**ABOUT THIS TASK**
Before you return the entries below, strip out the pictures and keep all else exact.

** INPUT DATA follows **

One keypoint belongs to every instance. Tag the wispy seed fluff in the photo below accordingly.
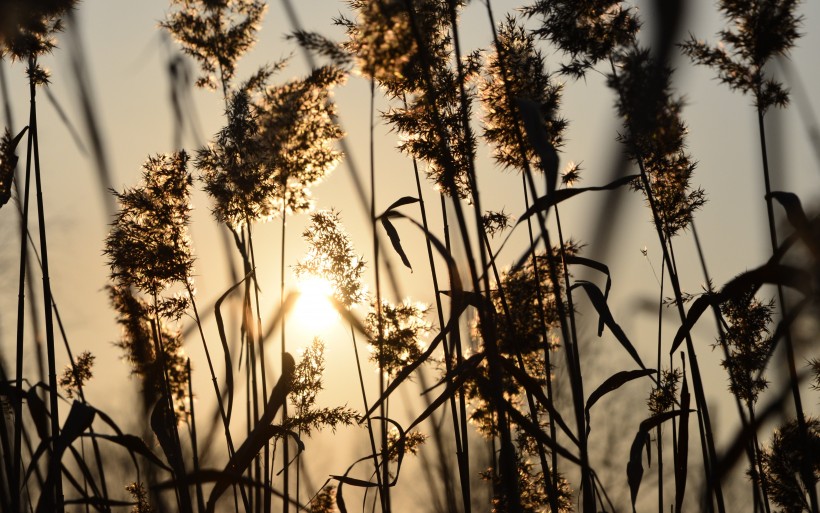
(654, 135)
(274, 148)
(516, 71)
(148, 246)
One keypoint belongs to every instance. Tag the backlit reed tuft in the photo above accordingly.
(749, 344)
(791, 465)
(385, 49)
(276, 145)
(589, 31)
(243, 189)
(516, 70)
(759, 32)
(307, 383)
(76, 375)
(403, 328)
(138, 341)
(8, 162)
(430, 120)
(216, 33)
(27, 28)
(534, 495)
(140, 497)
(148, 246)
(654, 135)
(324, 501)
(517, 299)
(331, 257)
(297, 134)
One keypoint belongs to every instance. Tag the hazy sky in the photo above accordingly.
(127, 58)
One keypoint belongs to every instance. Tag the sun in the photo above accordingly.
(313, 309)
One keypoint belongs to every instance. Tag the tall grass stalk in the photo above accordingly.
(54, 470)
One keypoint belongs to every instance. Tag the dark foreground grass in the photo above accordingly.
(506, 424)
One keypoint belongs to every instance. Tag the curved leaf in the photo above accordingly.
(226, 352)
(546, 202)
(634, 468)
(598, 266)
(599, 302)
(262, 432)
(395, 240)
(134, 445)
(535, 127)
(405, 200)
(613, 383)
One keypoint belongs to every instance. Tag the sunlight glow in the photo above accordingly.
(313, 310)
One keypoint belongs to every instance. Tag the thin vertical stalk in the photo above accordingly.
(384, 492)
(366, 408)
(704, 422)
(200, 499)
(285, 442)
(719, 322)
(262, 360)
(658, 431)
(793, 380)
(55, 467)
(18, 404)
(462, 456)
(182, 495)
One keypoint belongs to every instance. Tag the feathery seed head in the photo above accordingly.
(587, 30)
(758, 31)
(27, 27)
(403, 327)
(516, 70)
(148, 246)
(331, 257)
(749, 343)
(216, 33)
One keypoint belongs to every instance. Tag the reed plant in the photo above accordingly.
(510, 420)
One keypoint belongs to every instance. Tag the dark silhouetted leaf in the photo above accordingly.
(695, 311)
(134, 445)
(261, 434)
(682, 460)
(598, 266)
(535, 126)
(395, 241)
(613, 383)
(634, 468)
(220, 324)
(599, 302)
(535, 388)
(546, 202)
(404, 200)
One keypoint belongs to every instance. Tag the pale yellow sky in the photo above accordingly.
(127, 58)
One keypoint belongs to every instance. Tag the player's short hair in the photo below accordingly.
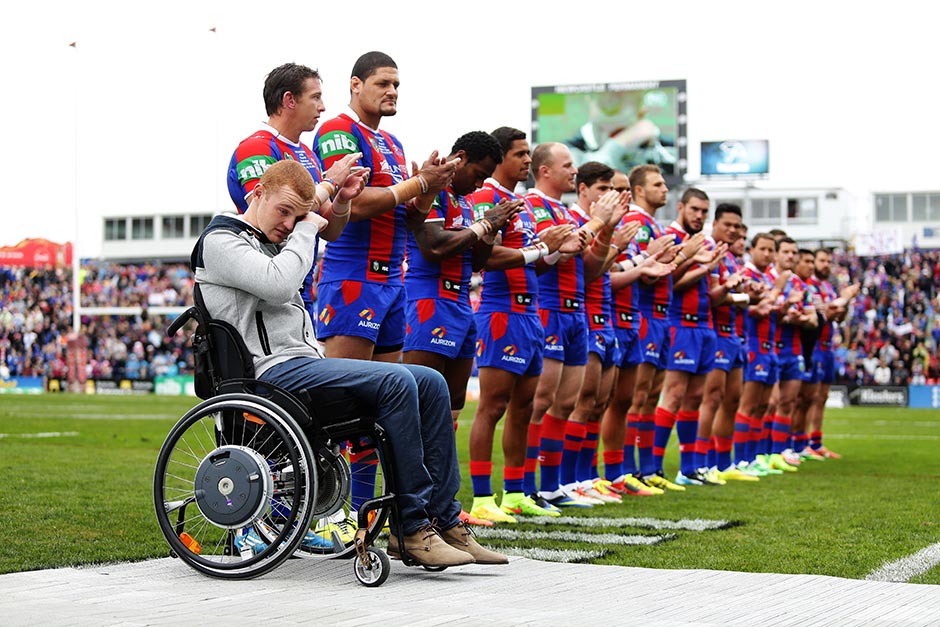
(290, 174)
(479, 145)
(639, 173)
(693, 192)
(506, 135)
(285, 78)
(591, 172)
(727, 207)
(759, 236)
(369, 63)
(542, 155)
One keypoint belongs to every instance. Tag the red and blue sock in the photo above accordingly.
(742, 438)
(531, 458)
(687, 432)
(481, 477)
(551, 446)
(780, 433)
(722, 448)
(574, 438)
(587, 459)
(665, 420)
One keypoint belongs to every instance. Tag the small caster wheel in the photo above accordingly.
(375, 572)
(434, 569)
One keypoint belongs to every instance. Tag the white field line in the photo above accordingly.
(696, 524)
(904, 569)
(554, 555)
(907, 423)
(59, 415)
(47, 434)
(488, 533)
(879, 436)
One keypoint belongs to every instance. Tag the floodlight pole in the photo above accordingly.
(76, 264)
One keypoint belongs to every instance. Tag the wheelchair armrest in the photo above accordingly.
(193, 313)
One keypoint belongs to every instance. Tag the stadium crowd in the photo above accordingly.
(36, 321)
(896, 318)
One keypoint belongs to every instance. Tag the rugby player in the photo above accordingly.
(361, 298)
(509, 342)
(293, 100)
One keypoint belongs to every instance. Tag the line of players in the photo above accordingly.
(594, 323)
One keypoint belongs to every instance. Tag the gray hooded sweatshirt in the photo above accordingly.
(255, 285)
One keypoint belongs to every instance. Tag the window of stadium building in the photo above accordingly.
(891, 207)
(142, 228)
(802, 210)
(925, 207)
(198, 224)
(173, 227)
(115, 229)
(765, 210)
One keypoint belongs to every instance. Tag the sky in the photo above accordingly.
(143, 113)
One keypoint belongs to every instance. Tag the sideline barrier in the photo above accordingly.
(879, 396)
(21, 385)
(176, 385)
(924, 396)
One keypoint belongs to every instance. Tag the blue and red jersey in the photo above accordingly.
(256, 154)
(760, 331)
(368, 250)
(626, 300)
(597, 294)
(787, 337)
(725, 316)
(654, 297)
(561, 288)
(448, 279)
(691, 307)
(825, 293)
(514, 290)
(251, 158)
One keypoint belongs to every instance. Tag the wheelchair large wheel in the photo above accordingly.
(348, 474)
(233, 488)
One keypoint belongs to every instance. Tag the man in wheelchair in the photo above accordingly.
(249, 270)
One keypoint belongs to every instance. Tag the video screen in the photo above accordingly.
(735, 157)
(619, 124)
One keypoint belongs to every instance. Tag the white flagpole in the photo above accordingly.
(76, 262)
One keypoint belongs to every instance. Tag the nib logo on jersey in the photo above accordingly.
(439, 338)
(337, 143)
(366, 316)
(679, 357)
(551, 343)
(509, 354)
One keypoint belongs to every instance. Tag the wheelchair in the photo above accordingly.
(254, 475)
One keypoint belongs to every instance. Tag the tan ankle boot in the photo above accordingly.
(461, 537)
(427, 548)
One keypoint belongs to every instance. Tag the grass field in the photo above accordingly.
(76, 472)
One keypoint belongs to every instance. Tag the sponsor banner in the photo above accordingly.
(21, 385)
(924, 396)
(879, 395)
(176, 385)
(838, 397)
(120, 387)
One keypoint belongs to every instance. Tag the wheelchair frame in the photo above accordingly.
(244, 474)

** End of INPUT DATA **

**EXERCISE ANSWER**
One keypoint belongs to every instance. Tag the wispy seed fluff in the photo below accordingly.
(654, 135)
(274, 148)
(516, 71)
(148, 246)
One keypoint belongs to every instance. Tag the backlit reed tuft in the photo above accordingly.
(749, 344)
(791, 465)
(385, 49)
(276, 145)
(589, 31)
(243, 189)
(516, 70)
(759, 32)
(307, 383)
(76, 375)
(403, 328)
(138, 341)
(8, 162)
(430, 120)
(216, 33)
(27, 28)
(534, 495)
(140, 497)
(148, 246)
(654, 135)
(324, 501)
(517, 299)
(331, 257)
(297, 134)
One keypoint belongs to every instance. Tag the hazy sky in the photo above accordingly.
(127, 58)
One keypoint belongs to every instance. Tag the sun in the photo above accordingly.
(313, 309)
One keypoint belongs to every instance. Tag the tall grass stalk in the photo above accordingly.
(54, 470)
One keypoint belongs to every instance. Tag the dark foreground grass in the photo above accordingly.
(506, 424)
One keypoint belongs to every instance. Tag the curved leaf in the photo above accordingly.
(226, 352)
(546, 202)
(634, 468)
(598, 266)
(599, 302)
(262, 432)
(395, 240)
(134, 445)
(535, 127)
(405, 200)
(613, 383)
One keypoint belongs to every instance. Tag the sunlight glow in the photo above accordingly.
(313, 310)
One keypoint belongs to every instance. Tag the thin vertical stalk in the photo above accordingly.
(384, 492)
(366, 408)
(704, 422)
(200, 499)
(285, 442)
(719, 322)
(262, 360)
(658, 431)
(793, 380)
(55, 467)
(18, 404)
(462, 456)
(182, 495)
One keypoint belongs to every instance. Tag the feathery seed head in the photo above accordingly.
(587, 30)
(758, 31)
(27, 27)
(403, 327)
(516, 70)
(148, 246)
(331, 257)
(749, 343)
(216, 33)
One keypoint belongs to every instance. Tag the reed plant in the photo above accordingly.
(510, 420)
One keypoint belongs to every instance. Tag the dark silhouetted leaf in the photo above accordingly.
(695, 311)
(134, 445)
(261, 434)
(682, 460)
(598, 266)
(535, 126)
(395, 241)
(613, 383)
(634, 468)
(220, 324)
(599, 302)
(535, 388)
(546, 202)
(404, 200)
One keypoint belongs to every instance. Tag the pale yellow sky in the photo above accordingly.
(127, 58)
One keypoint belongs to every instance. Tag the player's short hair in the photo below accordingly.
(290, 174)
(479, 145)
(639, 173)
(693, 192)
(506, 135)
(285, 78)
(591, 172)
(727, 207)
(759, 236)
(369, 63)
(542, 155)
One keypoint belongs to every instance. Tag the red and blue sock in the photo above accordingly.
(742, 438)
(531, 458)
(687, 432)
(481, 477)
(551, 446)
(780, 433)
(722, 448)
(574, 438)
(587, 459)
(665, 420)
One keypoint belongs to every instance. Tag the small caster wheel in the photo above accordingly.
(375, 572)
(434, 569)
One keypoint belongs to every instance. Tag the white field line in the photo above accordingly.
(696, 524)
(904, 569)
(554, 555)
(907, 423)
(59, 415)
(47, 434)
(488, 533)
(879, 436)
One keypoint belongs to every instance. Tag the floodlight pole in the photo above accordingly.
(76, 264)
One keypoint belongs to every instance. Tag the wheelchair armrest in the photo above accordingly.
(193, 313)
One keypoint belongs to every instance. Tag the stadium crowd in the photo above accordingly.
(36, 321)
(896, 318)
One keypoint belongs to every instance. Tag the rugby player in the photo above accordingly.
(361, 298)
(509, 342)
(293, 100)
One keypoint belongs to every instance. Tag the line of players in the photo above accordingly.
(594, 323)
One keypoint belongs to every instance. Tag the gray hooded sweatshirt in the photo above accordingly.
(255, 285)
One keypoint belongs to every instance. Tag the window of stadium building in the photo above accordingly.
(891, 207)
(142, 228)
(802, 210)
(925, 207)
(198, 224)
(173, 227)
(115, 229)
(765, 210)
One keypoint belongs to every instance. Tag the sky in the photo above accordingly.
(143, 113)
One keypoint belongs to every instance. Tag the sideline barrier in the photo above accordingly.
(879, 396)
(21, 385)
(176, 385)
(924, 396)
One keypoint belongs to every instance. Tag the blue and red jersey in the photo above accordingly.
(256, 154)
(760, 331)
(368, 250)
(626, 300)
(597, 294)
(787, 337)
(725, 316)
(654, 297)
(561, 288)
(448, 279)
(691, 307)
(825, 293)
(514, 290)
(251, 158)
One keypoint belongs to every instance. Tag the wheelchair large wheel in the photo above accordingly.
(348, 474)
(233, 488)
One keypoint belongs to every instance. Tag the man in wheelchair in the photo above accordingly.
(249, 270)
One keypoint belongs to every instance. Tag the video screen in the photo above accordingly.
(735, 157)
(619, 124)
One keypoint belongs to every instance. Tag the white flagpole in the photo above accordingly.
(76, 262)
One keypoint belongs to every instance. Tag the nib logo on jersey in the photo above accordingly.
(439, 338)
(337, 143)
(366, 316)
(679, 357)
(551, 343)
(509, 354)
One keypoint belongs to every instance. Tag the wheelchair in the photo above accordingly.
(254, 475)
One keypoint belongs to every instance. Tag the tan ankle boot in the photo above accordingly.
(461, 537)
(427, 548)
One keypoint belongs to every instance. Tag the grass field in the photo above accordingly.
(76, 472)
One keypoint belongs to every instance. Tag the sponsor banner in the photo above accordingly.
(21, 385)
(924, 396)
(879, 395)
(176, 385)
(838, 397)
(120, 387)
One keypoint belongs to every instance. Tag the wheelchair frame in the photo above accordingly.
(244, 474)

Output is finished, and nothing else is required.